▶ GIVEN TASK: From the line with "Where can the roof" through the final line, please write out the listing exactly, including both of those lines.

==== EXERCISE INPUTS

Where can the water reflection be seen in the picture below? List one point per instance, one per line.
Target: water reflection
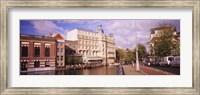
(104, 70)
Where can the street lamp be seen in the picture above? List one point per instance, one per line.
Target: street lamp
(137, 61)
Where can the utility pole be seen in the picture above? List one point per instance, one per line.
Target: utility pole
(137, 61)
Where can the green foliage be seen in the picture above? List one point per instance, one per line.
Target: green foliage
(164, 44)
(120, 54)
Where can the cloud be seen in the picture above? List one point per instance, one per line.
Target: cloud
(46, 26)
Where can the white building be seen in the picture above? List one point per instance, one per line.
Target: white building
(94, 46)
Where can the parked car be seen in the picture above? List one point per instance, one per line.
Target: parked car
(176, 62)
(166, 61)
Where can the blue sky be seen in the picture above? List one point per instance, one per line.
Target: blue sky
(124, 31)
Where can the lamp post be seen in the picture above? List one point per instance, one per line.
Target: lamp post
(137, 61)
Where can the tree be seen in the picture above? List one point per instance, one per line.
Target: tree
(164, 44)
(142, 52)
(130, 55)
(120, 54)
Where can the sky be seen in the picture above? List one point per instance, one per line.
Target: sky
(124, 31)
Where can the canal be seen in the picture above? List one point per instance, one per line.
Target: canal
(103, 70)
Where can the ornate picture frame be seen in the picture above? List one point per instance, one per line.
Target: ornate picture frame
(4, 55)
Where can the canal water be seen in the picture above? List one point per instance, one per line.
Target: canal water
(103, 70)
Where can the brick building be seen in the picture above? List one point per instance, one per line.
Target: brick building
(94, 46)
(37, 53)
(60, 50)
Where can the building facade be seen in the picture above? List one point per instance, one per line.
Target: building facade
(94, 46)
(156, 33)
(60, 50)
(37, 53)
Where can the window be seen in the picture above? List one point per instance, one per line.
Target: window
(24, 51)
(24, 65)
(61, 58)
(47, 63)
(37, 64)
(47, 52)
(57, 58)
(37, 52)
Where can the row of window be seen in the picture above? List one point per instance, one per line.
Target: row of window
(60, 49)
(24, 64)
(88, 47)
(88, 42)
(36, 51)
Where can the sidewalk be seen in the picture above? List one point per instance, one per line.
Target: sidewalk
(152, 71)
(130, 70)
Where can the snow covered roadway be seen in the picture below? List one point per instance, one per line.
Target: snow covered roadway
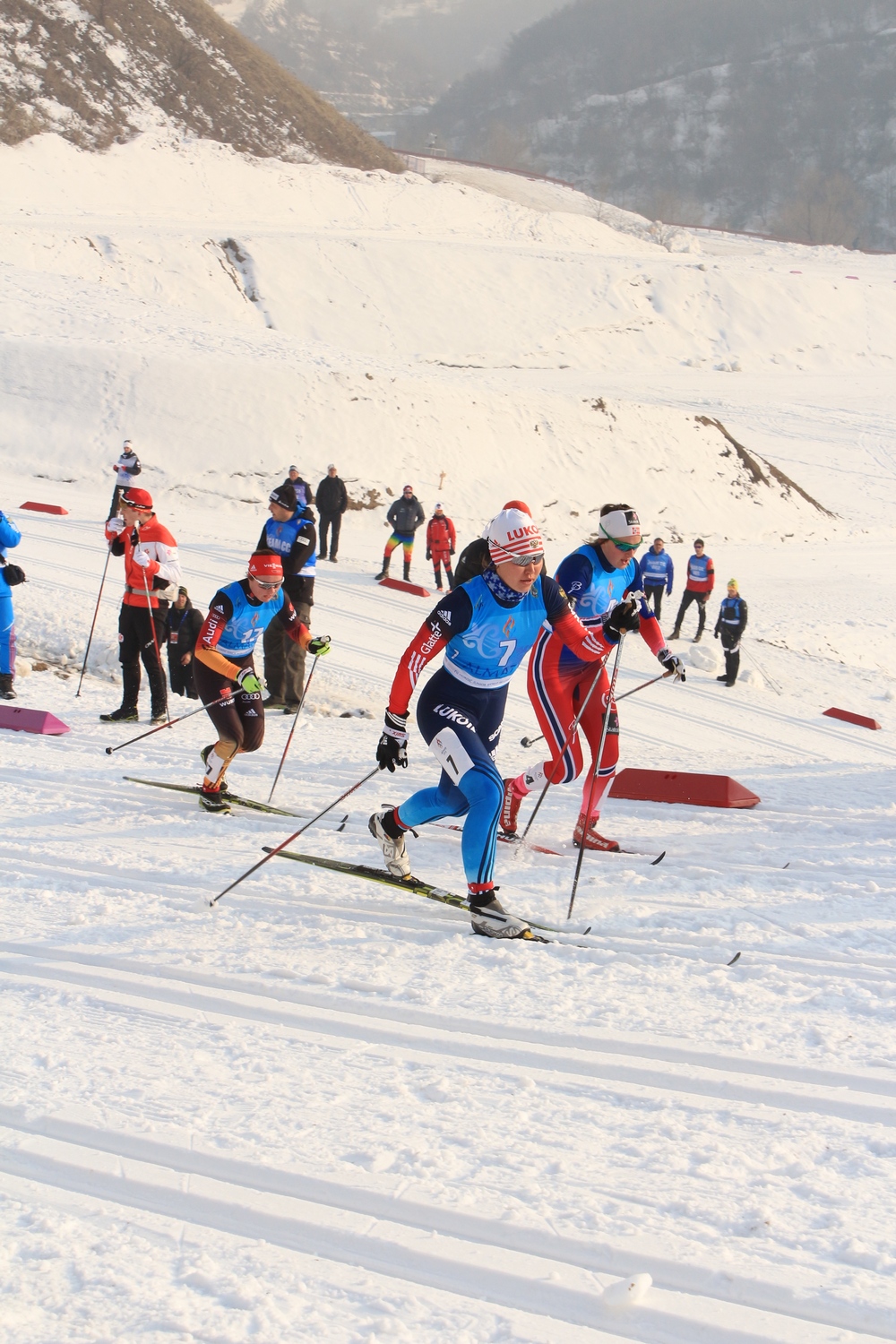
(324, 1110)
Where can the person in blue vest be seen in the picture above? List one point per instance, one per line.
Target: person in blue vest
(485, 628)
(225, 672)
(729, 626)
(10, 575)
(290, 534)
(657, 573)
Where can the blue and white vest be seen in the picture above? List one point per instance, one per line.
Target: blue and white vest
(497, 637)
(247, 623)
(605, 589)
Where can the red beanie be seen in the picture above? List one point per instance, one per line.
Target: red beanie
(263, 566)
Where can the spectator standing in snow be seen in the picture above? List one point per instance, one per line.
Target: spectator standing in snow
(304, 494)
(729, 626)
(126, 470)
(702, 578)
(441, 540)
(290, 534)
(332, 502)
(183, 624)
(406, 515)
(657, 573)
(10, 575)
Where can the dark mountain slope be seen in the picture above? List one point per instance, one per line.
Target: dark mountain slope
(101, 72)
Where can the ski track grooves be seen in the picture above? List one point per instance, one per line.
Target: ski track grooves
(332, 1220)
(697, 1075)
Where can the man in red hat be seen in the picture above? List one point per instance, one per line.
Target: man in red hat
(151, 566)
(225, 671)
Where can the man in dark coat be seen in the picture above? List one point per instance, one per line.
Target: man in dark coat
(406, 515)
(183, 624)
(332, 502)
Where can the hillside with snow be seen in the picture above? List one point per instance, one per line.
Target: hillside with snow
(324, 1110)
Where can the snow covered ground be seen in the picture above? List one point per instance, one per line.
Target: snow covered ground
(324, 1110)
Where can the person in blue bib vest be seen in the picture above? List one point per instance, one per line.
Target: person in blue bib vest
(290, 534)
(225, 671)
(729, 626)
(485, 628)
(657, 573)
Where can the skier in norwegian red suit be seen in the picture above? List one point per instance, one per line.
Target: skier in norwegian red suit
(151, 566)
(485, 626)
(595, 577)
(441, 540)
(223, 667)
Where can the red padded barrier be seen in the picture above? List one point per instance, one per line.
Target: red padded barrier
(700, 790)
(31, 720)
(848, 717)
(43, 508)
(406, 588)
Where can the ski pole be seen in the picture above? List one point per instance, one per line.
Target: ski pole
(530, 742)
(293, 728)
(295, 836)
(155, 640)
(169, 725)
(93, 624)
(595, 771)
(568, 739)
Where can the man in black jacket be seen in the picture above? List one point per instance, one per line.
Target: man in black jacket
(183, 624)
(332, 502)
(729, 626)
(406, 515)
(290, 534)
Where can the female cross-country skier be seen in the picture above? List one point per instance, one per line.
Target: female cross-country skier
(485, 626)
(223, 661)
(597, 575)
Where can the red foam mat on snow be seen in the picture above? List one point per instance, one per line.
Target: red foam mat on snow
(406, 588)
(848, 717)
(31, 720)
(43, 508)
(700, 790)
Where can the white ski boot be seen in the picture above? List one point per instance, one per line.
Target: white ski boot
(392, 838)
(493, 921)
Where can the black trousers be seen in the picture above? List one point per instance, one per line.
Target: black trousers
(180, 676)
(136, 644)
(700, 599)
(325, 523)
(731, 645)
(654, 590)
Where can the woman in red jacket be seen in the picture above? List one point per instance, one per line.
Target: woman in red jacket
(440, 545)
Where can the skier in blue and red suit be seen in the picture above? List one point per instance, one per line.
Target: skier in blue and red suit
(485, 626)
(597, 575)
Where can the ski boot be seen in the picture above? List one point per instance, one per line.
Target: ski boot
(384, 828)
(124, 714)
(492, 919)
(586, 836)
(212, 800)
(511, 808)
(222, 782)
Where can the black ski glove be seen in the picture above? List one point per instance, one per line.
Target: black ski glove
(622, 617)
(670, 663)
(392, 749)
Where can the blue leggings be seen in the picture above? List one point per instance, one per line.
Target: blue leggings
(468, 722)
(7, 634)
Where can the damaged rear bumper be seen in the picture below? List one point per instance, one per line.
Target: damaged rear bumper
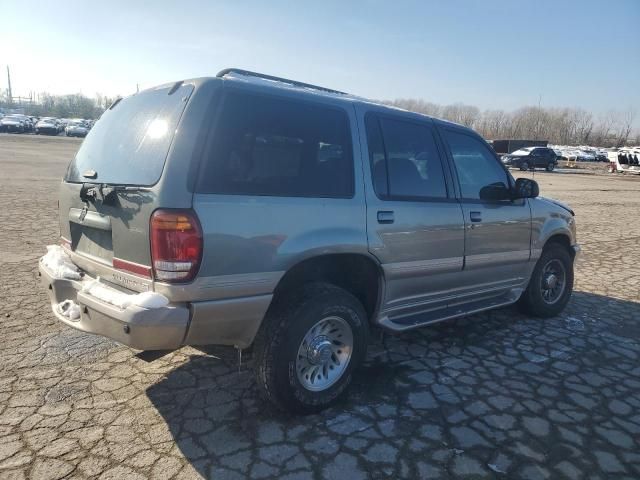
(140, 328)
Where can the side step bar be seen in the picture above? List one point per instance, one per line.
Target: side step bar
(400, 324)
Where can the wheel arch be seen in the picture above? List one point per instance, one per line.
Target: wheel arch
(562, 239)
(357, 273)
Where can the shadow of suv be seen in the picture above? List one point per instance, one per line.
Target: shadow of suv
(255, 211)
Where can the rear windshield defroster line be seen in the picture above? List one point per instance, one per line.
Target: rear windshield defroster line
(130, 142)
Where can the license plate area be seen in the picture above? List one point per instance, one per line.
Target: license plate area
(92, 242)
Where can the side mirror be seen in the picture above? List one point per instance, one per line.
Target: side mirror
(526, 188)
(496, 191)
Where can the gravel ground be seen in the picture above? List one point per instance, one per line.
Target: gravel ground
(494, 395)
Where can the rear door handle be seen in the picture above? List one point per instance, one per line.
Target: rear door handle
(385, 217)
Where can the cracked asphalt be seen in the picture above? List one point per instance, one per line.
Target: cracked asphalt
(494, 395)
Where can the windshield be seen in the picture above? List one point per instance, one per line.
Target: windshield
(130, 142)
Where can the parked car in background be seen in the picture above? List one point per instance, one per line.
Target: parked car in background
(76, 128)
(601, 156)
(532, 157)
(625, 160)
(303, 218)
(15, 123)
(48, 126)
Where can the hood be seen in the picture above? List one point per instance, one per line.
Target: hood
(559, 204)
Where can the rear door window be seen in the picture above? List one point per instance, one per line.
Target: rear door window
(130, 142)
(405, 161)
(278, 147)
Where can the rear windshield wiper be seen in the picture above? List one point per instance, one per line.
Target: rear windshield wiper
(106, 192)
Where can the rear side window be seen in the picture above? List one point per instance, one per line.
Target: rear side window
(405, 162)
(476, 165)
(130, 142)
(270, 146)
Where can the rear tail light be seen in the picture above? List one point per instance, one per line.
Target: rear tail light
(176, 245)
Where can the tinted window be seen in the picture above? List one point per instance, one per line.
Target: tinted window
(130, 142)
(405, 157)
(477, 167)
(269, 146)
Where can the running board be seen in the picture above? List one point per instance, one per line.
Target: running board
(409, 322)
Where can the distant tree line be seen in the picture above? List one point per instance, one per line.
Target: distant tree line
(561, 126)
(62, 106)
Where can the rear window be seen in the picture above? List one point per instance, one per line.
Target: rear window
(271, 146)
(130, 142)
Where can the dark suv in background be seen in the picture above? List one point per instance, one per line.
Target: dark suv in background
(532, 157)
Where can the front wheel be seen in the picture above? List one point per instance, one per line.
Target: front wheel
(551, 283)
(307, 349)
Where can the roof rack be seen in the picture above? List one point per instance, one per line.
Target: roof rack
(248, 73)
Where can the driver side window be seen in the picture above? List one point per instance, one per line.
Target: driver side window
(475, 164)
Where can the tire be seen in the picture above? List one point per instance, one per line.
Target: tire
(536, 299)
(281, 369)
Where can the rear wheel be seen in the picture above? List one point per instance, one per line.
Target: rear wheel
(551, 283)
(307, 349)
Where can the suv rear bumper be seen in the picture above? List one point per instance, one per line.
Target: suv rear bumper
(140, 328)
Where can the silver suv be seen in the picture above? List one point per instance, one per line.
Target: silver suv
(255, 211)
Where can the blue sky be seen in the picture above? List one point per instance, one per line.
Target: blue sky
(491, 53)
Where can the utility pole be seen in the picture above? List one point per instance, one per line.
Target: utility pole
(9, 84)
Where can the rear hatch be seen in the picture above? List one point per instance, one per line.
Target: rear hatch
(113, 185)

========

▶ ANSWER FOR THE TASK:
Where can the roof rack be seen in the picture above? List one point per instance, one per line.
Target: roof rack
(248, 73)
Where can the driver side window be seen in the picture above? List one point per instance, one per line.
Target: driver side window
(475, 164)
Where can the tire be seen in the picture above? List one point per instance, one per line.
Target: tire
(536, 299)
(281, 369)
Where can the rear wheel be seen in the picture above? List one point per instance, one per line.
Target: rear wheel
(551, 283)
(307, 349)
Where can the suv rear bumper be seen in the picture above? List one point per instance, one per line.
Target: suv rear bumper
(140, 328)
Where can the silver suv be seen in the picture above? List one point per instance, one per line.
Target: silver suv
(255, 211)
Where can the blue sky be seen in the picture above? List one point per instance, one per line.
Target: blue sky
(491, 53)
Where can the utility pole be seen in the picture above? List one point per instance, one per line.
Target: utility pole
(9, 84)
Where can the rear hatch be seen in the picture above? List one point per instance, one per line.
Target: rear hatch
(113, 185)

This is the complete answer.